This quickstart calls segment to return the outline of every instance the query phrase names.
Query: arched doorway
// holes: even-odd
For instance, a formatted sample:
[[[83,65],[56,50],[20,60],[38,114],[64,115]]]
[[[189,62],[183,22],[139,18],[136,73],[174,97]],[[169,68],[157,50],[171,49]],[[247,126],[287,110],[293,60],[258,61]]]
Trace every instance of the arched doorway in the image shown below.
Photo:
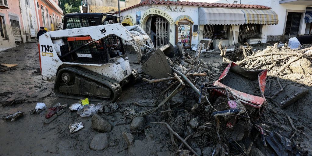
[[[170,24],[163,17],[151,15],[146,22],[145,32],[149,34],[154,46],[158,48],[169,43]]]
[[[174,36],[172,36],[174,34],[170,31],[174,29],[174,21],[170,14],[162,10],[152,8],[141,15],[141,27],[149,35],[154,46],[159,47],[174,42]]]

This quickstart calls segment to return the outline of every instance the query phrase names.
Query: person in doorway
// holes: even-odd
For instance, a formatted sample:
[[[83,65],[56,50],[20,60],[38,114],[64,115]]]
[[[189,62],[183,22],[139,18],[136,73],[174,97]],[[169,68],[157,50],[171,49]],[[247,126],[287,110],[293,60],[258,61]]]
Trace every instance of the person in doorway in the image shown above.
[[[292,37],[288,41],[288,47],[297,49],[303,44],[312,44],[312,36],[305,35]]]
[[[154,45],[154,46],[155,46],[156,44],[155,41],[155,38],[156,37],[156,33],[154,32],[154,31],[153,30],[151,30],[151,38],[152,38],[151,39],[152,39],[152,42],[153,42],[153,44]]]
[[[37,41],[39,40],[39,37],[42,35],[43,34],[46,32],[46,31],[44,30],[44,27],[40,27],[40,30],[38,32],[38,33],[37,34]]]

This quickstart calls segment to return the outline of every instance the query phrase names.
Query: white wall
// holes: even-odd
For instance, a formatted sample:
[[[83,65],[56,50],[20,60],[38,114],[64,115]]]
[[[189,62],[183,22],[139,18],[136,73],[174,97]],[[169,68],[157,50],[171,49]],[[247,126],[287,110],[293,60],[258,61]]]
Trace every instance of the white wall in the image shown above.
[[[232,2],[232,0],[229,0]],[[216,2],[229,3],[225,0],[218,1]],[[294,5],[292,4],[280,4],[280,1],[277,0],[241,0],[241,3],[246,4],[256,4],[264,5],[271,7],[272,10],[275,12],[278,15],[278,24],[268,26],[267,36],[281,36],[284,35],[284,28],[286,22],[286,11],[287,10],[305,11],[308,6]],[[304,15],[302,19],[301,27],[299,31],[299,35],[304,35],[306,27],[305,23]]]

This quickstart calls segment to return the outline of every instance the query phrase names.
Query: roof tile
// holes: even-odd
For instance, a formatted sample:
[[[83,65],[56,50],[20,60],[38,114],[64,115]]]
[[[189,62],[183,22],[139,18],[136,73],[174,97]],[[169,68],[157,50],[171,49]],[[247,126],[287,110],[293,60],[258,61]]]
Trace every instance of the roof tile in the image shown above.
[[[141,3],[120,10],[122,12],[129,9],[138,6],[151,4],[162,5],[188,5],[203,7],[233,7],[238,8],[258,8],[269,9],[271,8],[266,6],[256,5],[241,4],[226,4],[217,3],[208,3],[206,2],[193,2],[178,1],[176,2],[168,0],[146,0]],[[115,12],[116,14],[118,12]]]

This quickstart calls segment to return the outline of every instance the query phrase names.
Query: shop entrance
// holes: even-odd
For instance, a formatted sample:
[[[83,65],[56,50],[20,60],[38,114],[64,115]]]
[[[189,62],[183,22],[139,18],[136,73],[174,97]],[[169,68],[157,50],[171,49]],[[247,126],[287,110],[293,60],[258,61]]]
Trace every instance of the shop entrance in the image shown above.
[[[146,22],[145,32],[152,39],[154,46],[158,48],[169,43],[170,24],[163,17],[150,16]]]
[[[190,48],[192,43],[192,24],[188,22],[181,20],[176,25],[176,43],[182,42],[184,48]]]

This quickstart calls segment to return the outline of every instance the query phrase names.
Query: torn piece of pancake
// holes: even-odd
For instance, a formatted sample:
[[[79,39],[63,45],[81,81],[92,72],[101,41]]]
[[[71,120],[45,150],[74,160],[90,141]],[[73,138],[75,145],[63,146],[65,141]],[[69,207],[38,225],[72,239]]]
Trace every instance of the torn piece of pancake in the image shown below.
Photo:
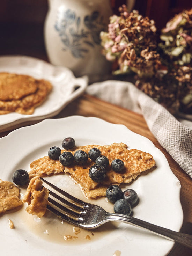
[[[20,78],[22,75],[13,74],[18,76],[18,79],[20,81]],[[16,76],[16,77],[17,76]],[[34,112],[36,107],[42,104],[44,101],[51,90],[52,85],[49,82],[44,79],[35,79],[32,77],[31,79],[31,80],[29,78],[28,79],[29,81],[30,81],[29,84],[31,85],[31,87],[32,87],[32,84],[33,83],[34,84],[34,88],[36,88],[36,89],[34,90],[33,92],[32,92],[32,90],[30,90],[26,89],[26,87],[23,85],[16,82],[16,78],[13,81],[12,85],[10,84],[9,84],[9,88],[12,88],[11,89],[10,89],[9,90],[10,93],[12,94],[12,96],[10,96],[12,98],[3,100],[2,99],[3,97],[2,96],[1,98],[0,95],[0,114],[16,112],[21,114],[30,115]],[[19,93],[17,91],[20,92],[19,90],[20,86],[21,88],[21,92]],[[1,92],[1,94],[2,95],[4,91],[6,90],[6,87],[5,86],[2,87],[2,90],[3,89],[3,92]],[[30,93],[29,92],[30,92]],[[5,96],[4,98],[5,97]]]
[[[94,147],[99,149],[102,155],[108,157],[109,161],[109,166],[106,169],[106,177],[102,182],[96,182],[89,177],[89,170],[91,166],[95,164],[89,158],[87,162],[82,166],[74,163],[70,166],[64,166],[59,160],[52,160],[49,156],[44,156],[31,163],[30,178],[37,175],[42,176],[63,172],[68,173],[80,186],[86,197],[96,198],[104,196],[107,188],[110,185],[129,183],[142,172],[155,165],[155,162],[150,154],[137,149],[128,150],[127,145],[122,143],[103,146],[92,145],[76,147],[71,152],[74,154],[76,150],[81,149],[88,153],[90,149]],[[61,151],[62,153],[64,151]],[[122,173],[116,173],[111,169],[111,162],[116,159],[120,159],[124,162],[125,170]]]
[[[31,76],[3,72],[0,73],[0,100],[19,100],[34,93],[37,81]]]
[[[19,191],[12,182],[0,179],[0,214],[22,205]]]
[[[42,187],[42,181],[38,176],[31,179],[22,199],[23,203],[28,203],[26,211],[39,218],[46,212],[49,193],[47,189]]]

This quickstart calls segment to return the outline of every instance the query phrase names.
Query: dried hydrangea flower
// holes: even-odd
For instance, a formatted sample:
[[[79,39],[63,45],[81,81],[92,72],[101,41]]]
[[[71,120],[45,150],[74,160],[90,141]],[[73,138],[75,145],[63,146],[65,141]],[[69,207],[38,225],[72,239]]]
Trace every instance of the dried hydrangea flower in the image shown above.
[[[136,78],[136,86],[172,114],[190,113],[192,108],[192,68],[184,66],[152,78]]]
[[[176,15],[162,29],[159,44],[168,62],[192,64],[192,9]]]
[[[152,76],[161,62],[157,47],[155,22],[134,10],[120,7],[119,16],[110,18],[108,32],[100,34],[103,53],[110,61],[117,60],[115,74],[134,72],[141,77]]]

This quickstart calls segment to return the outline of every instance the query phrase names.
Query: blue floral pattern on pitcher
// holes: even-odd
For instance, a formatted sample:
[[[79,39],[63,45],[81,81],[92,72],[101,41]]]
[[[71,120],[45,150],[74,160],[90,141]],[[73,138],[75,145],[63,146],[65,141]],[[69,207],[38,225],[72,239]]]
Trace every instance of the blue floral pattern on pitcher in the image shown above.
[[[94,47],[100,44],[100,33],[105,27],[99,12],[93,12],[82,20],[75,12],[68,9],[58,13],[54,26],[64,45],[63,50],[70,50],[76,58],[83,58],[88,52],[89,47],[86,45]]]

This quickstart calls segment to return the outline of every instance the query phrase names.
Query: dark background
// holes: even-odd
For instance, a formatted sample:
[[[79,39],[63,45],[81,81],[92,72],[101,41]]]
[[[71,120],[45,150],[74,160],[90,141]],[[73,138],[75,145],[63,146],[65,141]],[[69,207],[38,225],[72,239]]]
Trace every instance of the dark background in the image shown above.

————————

**TASK STATEMENT:** Pick out every line of the material above that contains the word "flower", and copy each such line in full.

**RESPONSE BELOW:**
Query: dried hydrangea flower
Trace every instance of the dried hydrangea flower in the image shown above.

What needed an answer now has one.